RECORD EXTRACTS >>
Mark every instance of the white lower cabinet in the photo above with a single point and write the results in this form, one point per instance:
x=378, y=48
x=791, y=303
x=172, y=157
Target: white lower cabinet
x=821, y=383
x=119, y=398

OBJECTIVE >>
Give the listing above as a numbered list, one line per item, with blank lines left out.

SOLUTION TO THE EXERCISE >>
1. Mark every instance of the white lower cabinet in the photo above with a single point and write the results in this form, one point per instance:
2. x=378, y=48
3. x=791, y=303
4. x=172, y=157
5. Target: white lower cabinet
6. x=821, y=383
7. x=119, y=398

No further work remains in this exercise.